TEXT PROVIDED Block Start

Post Mortem: Workflows not running and jobs failing 01-03-2022

Summary

On March 1, 2022, starting from approximately 14:50 UTC until approximately 16:40 UTC jobs that accessed contexts were unable to run. To our customers, this looked like jobs appearing to start in the UI, and then moving to “Failed” after a few minutes. This affected users using GitHub on both cloud and server.

This incident was caused by a change in GitHub’s API. An endpoint we used to determine permissions was moved to a different path. To resolve this incident, we updated the path for this request. We apologize for this disruption and are taking steps to prevent a future occurrence.

What Happened

On January 21, 2020, GitHub provided notice that a set of API endpoints were due to be migrated. We looked at the changes and mistakenly concluded that they did not apply to us. On March 1, 2022, at 14:00 UTC GitHub implemented a 12-hour brownout of this endpoint. All requests to this endpoint responded with a 404 status code with explanation text in the body of the response.

TEXT PROVIDED Block End

*TASK OBJECTIVE:* Return the post mortem above on workflows not running and jobs failing, word for word and in full.

RECORDED DATA Block Start

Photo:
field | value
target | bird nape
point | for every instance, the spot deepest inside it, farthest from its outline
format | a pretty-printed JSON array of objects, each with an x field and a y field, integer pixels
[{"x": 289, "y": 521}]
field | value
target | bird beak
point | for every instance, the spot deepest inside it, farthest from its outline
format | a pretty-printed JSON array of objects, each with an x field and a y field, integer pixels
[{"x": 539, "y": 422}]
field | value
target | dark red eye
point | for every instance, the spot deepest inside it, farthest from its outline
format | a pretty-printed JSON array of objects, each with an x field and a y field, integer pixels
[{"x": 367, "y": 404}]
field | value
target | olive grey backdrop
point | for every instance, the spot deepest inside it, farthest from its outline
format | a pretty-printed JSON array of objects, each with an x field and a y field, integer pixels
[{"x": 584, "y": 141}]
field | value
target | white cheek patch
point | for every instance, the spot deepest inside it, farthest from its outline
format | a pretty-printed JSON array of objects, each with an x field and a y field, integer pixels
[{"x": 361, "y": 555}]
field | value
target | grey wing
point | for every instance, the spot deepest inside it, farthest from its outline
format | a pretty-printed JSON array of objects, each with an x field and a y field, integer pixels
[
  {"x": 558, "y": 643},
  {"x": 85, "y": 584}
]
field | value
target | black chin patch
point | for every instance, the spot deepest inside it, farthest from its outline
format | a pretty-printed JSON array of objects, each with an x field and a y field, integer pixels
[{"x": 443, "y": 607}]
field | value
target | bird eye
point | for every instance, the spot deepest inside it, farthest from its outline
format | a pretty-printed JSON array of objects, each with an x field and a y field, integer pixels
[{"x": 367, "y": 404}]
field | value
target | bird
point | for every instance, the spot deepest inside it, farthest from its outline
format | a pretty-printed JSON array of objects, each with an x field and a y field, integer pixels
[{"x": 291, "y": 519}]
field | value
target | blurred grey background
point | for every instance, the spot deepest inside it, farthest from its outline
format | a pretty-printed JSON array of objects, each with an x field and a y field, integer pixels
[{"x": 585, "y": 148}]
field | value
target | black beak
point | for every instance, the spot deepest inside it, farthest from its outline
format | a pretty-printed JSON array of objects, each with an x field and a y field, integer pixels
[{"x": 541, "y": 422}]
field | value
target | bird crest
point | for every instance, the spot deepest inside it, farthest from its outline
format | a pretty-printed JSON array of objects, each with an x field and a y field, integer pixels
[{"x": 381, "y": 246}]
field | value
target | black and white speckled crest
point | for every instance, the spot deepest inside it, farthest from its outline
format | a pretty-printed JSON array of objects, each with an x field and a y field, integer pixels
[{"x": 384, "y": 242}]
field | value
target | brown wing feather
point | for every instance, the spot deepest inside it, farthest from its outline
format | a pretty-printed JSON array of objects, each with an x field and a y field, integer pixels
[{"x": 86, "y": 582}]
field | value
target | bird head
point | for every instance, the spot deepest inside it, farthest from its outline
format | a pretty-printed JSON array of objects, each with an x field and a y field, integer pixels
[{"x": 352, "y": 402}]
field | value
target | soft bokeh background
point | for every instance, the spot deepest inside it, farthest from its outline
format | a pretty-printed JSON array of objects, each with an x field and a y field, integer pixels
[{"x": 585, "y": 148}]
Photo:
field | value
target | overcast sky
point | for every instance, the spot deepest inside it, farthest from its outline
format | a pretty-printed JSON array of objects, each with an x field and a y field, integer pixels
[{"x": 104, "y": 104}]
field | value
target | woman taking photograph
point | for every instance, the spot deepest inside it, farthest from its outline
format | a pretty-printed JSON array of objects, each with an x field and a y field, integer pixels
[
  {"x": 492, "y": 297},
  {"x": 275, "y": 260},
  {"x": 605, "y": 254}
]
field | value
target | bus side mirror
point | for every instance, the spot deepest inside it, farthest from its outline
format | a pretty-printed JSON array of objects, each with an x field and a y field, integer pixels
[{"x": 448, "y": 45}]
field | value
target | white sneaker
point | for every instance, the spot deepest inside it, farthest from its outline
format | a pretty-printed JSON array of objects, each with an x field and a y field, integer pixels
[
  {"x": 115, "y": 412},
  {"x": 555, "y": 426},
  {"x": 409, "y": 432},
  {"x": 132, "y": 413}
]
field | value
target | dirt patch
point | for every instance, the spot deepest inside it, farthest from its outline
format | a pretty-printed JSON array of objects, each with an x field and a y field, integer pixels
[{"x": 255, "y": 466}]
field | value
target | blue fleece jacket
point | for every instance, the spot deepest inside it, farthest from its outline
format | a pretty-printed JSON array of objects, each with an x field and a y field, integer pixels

RECORDED DATA Block End

*ANSWER BOX:*
Post Mortem: Workflows not running and jobs failing 01-03-2022

Summary

On March 1, 2022, starting from approximately 14:50 UTC until approximately 16:40 UTC jobs that accessed contexts were unable to run. To our customers, this looked like jobs appearing to start in the UI, and then moving to “Failed” after a few minutes. This affected users using GitHub on both cloud and server.

This incident was caused by a change in GitHub’s API. An endpoint we used to determine permissions was moved to a different path. To resolve this incident, we updated the path for this request. We apologize for this disruption and are taking steps to prevent a future occurrence.

What Happened

On January 21, 2020, GitHub provided notice that a set of API endpoints were due to be migrated. We looked at the changes and mistakenly concluded that they did not apply to us. On March 1, 2022, at 14:00 UTC GitHub implemented a 12-hour brownout of this endpoint. All requests to this endpoint responded with a 404 status code with explanation text in the body of the response.